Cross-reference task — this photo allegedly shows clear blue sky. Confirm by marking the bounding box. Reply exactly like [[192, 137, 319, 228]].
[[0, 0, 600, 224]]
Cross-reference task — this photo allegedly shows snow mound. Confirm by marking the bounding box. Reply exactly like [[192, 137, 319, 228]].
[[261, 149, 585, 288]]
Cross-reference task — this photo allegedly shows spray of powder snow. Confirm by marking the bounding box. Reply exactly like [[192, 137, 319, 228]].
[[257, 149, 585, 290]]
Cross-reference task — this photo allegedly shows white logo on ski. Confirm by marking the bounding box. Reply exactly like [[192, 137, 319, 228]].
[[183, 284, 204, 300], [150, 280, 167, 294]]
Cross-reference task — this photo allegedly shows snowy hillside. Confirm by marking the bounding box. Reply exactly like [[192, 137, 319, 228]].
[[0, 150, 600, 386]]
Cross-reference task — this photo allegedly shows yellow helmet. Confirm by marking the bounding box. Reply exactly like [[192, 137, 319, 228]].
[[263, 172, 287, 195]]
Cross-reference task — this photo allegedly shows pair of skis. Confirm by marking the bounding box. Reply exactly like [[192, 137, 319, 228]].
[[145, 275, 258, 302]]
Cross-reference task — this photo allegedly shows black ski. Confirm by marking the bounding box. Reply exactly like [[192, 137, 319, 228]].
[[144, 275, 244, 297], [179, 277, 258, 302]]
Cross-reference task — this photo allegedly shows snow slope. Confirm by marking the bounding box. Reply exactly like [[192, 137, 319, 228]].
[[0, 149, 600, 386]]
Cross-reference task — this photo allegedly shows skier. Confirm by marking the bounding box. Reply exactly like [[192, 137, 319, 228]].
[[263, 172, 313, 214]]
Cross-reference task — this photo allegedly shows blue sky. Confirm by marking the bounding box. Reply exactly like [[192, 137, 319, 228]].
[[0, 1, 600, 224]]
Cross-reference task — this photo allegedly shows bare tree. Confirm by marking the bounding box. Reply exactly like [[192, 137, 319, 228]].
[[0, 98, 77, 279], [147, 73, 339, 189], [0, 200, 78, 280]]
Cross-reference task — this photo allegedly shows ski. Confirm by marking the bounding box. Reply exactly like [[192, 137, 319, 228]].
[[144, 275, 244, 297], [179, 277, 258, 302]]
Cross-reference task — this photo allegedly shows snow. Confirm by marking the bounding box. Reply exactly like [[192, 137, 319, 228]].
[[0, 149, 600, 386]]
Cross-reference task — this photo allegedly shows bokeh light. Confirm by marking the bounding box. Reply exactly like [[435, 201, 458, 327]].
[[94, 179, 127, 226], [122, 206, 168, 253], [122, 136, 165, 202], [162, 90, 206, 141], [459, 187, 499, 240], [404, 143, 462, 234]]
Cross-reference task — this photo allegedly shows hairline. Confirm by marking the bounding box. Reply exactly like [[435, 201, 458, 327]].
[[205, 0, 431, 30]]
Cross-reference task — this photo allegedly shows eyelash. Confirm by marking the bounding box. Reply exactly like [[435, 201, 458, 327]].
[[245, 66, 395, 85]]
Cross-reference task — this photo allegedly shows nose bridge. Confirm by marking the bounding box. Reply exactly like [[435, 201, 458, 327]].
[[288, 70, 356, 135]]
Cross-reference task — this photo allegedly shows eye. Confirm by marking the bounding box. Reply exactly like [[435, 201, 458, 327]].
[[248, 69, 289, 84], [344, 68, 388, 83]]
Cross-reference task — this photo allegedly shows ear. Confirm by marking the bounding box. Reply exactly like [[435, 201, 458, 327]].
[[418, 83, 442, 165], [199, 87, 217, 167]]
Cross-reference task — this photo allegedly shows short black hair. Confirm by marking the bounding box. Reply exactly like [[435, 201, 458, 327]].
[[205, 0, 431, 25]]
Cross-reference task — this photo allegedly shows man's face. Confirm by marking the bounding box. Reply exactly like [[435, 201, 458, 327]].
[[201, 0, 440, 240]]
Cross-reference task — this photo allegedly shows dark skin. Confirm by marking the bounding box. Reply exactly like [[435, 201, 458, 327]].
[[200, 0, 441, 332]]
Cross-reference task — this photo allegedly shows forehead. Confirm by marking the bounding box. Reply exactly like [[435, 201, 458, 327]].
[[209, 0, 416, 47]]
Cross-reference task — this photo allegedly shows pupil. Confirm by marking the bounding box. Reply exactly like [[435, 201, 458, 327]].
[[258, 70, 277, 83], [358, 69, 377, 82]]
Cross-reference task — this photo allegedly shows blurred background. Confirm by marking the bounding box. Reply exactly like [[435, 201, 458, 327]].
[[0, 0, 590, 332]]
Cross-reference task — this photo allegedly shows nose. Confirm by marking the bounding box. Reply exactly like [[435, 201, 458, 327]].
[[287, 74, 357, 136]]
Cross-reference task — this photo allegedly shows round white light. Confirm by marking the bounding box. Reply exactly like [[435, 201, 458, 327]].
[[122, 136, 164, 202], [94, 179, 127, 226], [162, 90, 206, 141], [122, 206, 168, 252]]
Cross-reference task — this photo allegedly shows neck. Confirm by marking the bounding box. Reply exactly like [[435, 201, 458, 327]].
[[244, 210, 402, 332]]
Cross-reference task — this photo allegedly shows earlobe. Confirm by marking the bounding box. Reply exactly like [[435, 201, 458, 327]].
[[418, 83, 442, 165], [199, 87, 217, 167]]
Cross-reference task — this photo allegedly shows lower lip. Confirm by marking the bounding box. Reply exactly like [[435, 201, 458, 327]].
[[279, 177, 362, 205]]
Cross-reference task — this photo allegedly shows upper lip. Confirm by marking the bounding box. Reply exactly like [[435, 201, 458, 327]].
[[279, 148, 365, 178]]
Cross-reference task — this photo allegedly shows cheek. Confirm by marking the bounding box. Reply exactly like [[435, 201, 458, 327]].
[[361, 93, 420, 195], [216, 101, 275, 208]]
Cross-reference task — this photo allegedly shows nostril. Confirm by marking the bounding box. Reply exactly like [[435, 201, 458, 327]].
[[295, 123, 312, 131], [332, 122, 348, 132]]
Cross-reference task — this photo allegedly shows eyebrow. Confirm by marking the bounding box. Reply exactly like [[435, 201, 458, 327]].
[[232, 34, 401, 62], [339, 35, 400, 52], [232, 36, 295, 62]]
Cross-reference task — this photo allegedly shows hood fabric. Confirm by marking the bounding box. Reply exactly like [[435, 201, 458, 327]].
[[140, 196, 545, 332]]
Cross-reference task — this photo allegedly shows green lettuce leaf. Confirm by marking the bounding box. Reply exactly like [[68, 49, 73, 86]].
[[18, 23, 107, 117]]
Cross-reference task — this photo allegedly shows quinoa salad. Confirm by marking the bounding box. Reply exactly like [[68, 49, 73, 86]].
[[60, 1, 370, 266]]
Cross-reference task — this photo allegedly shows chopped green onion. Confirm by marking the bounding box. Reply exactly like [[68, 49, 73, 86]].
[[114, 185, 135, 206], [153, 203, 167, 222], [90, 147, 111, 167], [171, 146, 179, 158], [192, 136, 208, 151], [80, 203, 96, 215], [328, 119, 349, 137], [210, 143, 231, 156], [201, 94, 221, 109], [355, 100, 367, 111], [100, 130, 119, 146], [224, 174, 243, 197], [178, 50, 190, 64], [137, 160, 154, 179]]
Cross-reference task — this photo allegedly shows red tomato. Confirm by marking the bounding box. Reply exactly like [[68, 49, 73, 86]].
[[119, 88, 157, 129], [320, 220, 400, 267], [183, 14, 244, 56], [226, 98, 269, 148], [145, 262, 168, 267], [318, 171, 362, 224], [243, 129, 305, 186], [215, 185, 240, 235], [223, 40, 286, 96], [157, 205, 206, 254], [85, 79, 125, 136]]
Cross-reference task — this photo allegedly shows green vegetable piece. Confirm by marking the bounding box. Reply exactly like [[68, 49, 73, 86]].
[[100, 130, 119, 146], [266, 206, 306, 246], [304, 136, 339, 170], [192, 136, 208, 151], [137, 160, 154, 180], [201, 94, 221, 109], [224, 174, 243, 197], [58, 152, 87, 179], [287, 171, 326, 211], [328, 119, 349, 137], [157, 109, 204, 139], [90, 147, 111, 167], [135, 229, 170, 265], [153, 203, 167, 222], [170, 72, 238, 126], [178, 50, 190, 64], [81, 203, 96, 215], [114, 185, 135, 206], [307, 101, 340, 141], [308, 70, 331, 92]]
____
## WHAT YOU WILL DO:
Duplicate everything in the data from the line containing "Cross-reference task — this photo allegedly shows snow slope." down to the line containing "[[0, 1, 600, 224]]", both included.

## SOLUTION TO THIS EXERCISE:
Cross-reference task — this photo allegedly shows snow slope. Confirm by marking the bounding box. Reply exactly like [[192, 137, 319, 228]].
[[0, 149, 600, 386]]
Cross-reference task — this photo allegedly shows skier. Confirm by marking the bounding box. Reply exactly like [[192, 137, 319, 228]].
[[263, 172, 313, 214]]
Cross-reference task — this photo allegedly shows blue sky. Confirm by marking the bounding box. Reply exactly like [[192, 137, 319, 228]].
[[0, 1, 600, 224]]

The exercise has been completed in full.